**PETUNJUK LATIHAN**
1: Jabatan apa yang dicantumkan untuk Ignas Kleden dalam kutipan sumber?
2: Tuliskan semua nama diri yang berbeda yang terdapat dalam paragraf utama kutipan sumber.
3: Kembalikan bagian kutipan sumber tanpa perubahan, dimulai pada kata-kata "ADA dua hal" dan berhenti setelah "yang bersifat separatis.".

**KUTIPAN SUMBER**
++++++++
Jumat, 31 Oktober 2008

Bersumpah untuk Bahasa


Ignas Kleden

  • Sosiolog, Ketua Komunitas Indonesia untuk Demokrasi

    ADA dua hal yang hingga saat ini masih mempersatukan Indonesia sebagai bangsa dan negara. Yang satu adalah Pancasila sebagai dasar filsafat negara RI dan yang kedua bahasa Indonesia sebagai bahasa persatuan. Kita tahu, Pancasila beberapa kali menghadapi cobaan, baik melalui jalan legal dalam perdebatan di Konstituante maupun melalui jalan ilegal dalam pemberontakan-pemberontakan daerah. Dalam Konstituante, muncul keinginan untuk memberi dasar negara yang lain berupa Islam dan sosial-ekonomi sebagai alternatif terhadap Pancasila. Dalam pemberontakan daerah, kekuatan Pancasila yang mempersatukan terancam oleh gerakan bersenjata yang bersifat separatis.
++++++++
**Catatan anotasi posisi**
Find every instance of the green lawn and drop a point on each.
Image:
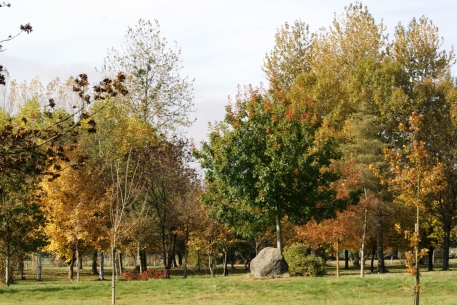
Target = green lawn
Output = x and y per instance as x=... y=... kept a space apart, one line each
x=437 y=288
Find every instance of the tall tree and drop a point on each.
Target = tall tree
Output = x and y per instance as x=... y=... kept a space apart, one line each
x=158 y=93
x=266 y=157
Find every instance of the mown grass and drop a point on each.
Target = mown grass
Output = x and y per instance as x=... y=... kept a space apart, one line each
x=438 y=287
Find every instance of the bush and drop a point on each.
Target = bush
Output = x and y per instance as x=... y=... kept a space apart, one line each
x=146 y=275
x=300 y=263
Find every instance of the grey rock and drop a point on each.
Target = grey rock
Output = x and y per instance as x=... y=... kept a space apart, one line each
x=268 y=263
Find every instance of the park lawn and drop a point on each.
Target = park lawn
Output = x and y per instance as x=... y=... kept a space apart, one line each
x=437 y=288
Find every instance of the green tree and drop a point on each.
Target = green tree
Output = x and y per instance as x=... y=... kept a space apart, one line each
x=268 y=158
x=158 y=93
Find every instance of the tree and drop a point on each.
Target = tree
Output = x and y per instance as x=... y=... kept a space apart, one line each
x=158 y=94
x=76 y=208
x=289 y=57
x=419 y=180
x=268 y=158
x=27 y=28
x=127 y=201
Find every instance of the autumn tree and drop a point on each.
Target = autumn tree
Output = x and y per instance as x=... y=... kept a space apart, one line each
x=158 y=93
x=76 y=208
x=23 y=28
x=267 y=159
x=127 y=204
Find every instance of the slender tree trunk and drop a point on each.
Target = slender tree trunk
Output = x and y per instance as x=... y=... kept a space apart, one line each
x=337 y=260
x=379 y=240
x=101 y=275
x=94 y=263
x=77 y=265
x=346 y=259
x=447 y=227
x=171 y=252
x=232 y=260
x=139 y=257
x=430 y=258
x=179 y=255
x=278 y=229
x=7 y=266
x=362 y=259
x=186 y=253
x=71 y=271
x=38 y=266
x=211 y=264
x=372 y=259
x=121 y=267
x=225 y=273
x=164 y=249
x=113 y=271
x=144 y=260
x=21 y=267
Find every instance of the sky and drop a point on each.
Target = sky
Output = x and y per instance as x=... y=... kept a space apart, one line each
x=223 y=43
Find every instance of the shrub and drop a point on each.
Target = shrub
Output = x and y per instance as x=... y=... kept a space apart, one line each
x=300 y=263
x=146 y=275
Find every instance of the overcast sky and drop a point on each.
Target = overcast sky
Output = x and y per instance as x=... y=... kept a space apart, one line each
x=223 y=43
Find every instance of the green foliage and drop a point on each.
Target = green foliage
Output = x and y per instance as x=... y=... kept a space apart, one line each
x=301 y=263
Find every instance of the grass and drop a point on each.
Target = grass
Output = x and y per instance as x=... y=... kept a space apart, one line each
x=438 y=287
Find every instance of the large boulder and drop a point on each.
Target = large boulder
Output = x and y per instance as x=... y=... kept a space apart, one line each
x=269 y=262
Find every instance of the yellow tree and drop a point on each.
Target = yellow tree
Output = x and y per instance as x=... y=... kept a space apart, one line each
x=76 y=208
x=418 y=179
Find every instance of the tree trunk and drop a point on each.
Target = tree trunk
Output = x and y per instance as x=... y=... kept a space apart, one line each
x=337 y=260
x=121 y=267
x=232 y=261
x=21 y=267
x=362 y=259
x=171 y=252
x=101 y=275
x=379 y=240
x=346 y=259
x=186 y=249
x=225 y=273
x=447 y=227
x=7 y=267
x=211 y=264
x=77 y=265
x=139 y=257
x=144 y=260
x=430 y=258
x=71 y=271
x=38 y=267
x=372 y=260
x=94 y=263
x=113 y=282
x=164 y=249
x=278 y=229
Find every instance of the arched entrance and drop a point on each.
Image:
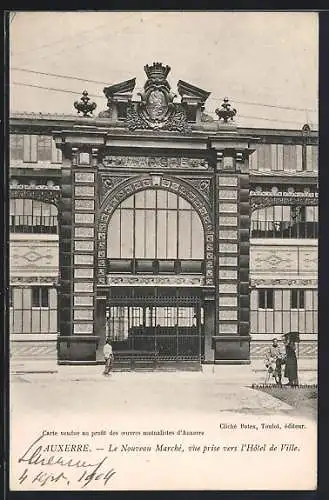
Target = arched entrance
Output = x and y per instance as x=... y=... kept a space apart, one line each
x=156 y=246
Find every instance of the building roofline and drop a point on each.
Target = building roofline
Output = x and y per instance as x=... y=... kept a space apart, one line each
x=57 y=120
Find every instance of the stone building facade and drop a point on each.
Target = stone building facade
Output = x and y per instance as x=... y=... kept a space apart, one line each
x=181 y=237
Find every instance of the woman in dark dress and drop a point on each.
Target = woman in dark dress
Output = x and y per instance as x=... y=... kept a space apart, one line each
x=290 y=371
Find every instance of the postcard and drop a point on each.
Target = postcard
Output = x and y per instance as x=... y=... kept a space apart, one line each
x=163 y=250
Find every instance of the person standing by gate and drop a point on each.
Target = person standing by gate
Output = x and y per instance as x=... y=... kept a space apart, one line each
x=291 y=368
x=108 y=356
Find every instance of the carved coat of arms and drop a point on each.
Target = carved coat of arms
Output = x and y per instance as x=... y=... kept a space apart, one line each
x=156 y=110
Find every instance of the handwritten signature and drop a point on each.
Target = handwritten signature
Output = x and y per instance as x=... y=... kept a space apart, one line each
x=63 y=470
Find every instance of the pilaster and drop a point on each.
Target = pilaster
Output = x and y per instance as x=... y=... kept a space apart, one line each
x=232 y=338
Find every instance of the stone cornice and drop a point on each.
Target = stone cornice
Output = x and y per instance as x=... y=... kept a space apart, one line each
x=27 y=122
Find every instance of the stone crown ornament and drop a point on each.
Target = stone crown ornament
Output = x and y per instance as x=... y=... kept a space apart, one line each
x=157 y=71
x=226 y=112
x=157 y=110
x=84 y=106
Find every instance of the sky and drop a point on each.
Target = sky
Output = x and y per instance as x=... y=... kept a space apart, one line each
++++++++
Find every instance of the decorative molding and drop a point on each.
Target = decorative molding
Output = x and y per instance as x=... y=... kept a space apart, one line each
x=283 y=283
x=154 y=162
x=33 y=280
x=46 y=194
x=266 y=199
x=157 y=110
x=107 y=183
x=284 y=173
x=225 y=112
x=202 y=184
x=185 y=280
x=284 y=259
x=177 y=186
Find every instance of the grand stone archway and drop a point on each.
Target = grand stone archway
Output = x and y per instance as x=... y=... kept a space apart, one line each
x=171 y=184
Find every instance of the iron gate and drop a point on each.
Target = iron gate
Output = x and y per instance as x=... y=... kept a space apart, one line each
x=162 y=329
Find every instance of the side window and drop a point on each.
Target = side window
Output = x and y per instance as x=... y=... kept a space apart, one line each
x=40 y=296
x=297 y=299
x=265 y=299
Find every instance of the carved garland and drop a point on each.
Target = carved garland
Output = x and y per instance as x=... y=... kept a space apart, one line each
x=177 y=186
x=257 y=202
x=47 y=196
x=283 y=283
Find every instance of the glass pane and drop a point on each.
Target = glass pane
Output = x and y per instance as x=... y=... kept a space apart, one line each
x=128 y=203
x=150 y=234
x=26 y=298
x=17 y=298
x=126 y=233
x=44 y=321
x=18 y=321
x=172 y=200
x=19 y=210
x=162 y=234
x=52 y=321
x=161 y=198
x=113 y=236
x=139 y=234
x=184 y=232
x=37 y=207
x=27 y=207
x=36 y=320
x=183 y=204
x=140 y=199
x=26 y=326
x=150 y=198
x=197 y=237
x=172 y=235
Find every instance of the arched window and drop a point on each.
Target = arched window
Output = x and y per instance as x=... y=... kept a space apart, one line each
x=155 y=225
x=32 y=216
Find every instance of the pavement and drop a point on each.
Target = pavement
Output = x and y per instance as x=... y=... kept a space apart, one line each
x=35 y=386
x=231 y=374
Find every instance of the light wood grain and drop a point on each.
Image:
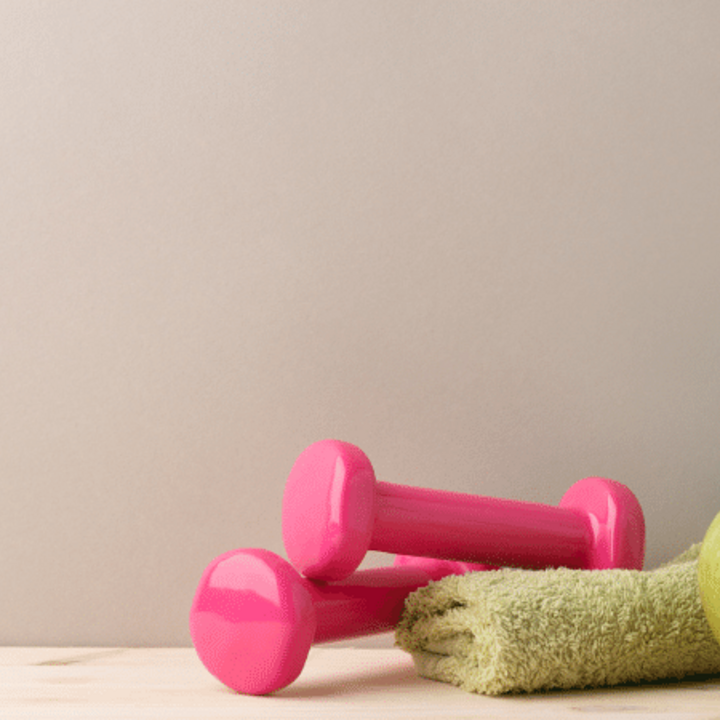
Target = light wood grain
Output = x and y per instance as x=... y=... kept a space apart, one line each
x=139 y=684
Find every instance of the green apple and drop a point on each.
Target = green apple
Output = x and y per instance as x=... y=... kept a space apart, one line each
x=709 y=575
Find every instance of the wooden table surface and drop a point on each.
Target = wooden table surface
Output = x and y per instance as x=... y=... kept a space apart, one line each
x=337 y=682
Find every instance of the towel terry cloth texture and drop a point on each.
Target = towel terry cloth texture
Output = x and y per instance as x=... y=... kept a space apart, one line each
++++++++
**KUNCI JAWABAN**
1: Ia disebut sebagai sosiolog dan Ketua Komunitas Indonesia untuk Demokrasi.

2: Indonesia, Pancasila, RI, Konstituante, Islam

3:
ADA dua hal yang hingga saat ini masih mempersatukan Indonesia sebagai bangsa dan negara. Yang satu adalah Pancasila sebagai dasar filsafat negara RI dan yang kedua bahasa Indonesia sebagai bahasa persatuan. Kita tahu, Pancasila beberapa kali menghadapi cobaan, baik melalui jalan legal dalam perdebatan di Konstituante maupun melalui jalan ilegal dalam pemberontakan-pemberontakan daerah. Dalam Konstituante, muncul keinginan untuk memberi dasar negara yang lain berupa Islam dan sosial-ekonomi sebagai alternatif terhadap Pancasila. Dalam pemberontakan daerah, kekuatan Pancasila yang mempersatukan terancam oleh gerakan bersenjata yang bersifat separatis.